Please report every line in the entries that contains the string "below".

# EXTRACTED INFORMATION:
■ ■ ■

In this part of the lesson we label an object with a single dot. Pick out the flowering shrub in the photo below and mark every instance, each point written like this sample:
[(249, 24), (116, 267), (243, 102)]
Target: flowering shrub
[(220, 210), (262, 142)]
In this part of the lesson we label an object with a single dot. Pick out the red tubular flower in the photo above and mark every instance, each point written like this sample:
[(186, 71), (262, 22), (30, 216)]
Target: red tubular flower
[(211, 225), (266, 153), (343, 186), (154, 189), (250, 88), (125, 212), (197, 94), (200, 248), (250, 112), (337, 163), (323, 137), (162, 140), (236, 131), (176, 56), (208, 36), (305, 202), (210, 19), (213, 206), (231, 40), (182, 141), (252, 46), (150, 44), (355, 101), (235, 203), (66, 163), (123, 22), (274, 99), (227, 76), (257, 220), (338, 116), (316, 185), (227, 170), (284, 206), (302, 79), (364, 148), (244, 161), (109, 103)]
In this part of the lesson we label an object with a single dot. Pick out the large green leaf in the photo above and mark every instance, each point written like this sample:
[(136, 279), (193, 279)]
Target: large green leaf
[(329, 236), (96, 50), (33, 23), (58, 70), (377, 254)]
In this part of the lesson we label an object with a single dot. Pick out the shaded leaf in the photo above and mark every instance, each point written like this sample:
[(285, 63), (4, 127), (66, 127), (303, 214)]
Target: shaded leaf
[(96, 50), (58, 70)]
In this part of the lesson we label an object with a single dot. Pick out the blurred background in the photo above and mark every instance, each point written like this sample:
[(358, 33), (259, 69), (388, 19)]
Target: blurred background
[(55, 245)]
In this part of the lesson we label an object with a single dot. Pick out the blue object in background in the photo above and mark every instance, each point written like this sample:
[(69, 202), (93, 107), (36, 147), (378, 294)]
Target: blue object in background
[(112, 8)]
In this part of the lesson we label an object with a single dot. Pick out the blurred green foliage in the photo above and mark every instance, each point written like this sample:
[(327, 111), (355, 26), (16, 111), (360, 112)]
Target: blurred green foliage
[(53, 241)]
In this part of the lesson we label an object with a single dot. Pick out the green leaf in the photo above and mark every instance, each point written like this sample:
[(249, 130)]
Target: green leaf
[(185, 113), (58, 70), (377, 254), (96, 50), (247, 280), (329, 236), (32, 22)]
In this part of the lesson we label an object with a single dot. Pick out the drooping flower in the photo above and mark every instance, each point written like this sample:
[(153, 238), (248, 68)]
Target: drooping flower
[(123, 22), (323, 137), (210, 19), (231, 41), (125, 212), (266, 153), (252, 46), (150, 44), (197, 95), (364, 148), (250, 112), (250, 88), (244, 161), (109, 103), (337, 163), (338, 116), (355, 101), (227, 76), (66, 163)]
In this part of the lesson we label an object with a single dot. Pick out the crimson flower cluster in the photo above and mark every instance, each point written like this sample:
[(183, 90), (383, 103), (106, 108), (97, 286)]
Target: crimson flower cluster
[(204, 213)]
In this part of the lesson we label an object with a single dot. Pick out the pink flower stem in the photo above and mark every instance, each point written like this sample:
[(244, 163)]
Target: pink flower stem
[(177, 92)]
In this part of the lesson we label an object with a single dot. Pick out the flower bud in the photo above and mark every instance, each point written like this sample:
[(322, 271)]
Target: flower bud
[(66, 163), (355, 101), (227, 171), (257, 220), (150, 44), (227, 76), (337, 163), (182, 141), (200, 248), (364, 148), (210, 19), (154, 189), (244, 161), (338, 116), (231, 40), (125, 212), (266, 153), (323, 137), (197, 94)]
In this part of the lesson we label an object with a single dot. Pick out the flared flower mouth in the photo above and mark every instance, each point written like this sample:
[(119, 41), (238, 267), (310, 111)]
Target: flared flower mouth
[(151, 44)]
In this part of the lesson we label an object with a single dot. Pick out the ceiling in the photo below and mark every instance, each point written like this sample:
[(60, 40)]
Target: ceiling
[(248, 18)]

■ ■ ■

# OUTPUT FOR THIS EXERCISE:
In this part of the lesson we label an object with a single dot. Pick out the flowering shrub in the photo below and mark every instance, each point written like this sample:
In this part of the lesson we label an object with a single dot. Pick out the ceiling in the photo below and mark every instance, each point written like this sample:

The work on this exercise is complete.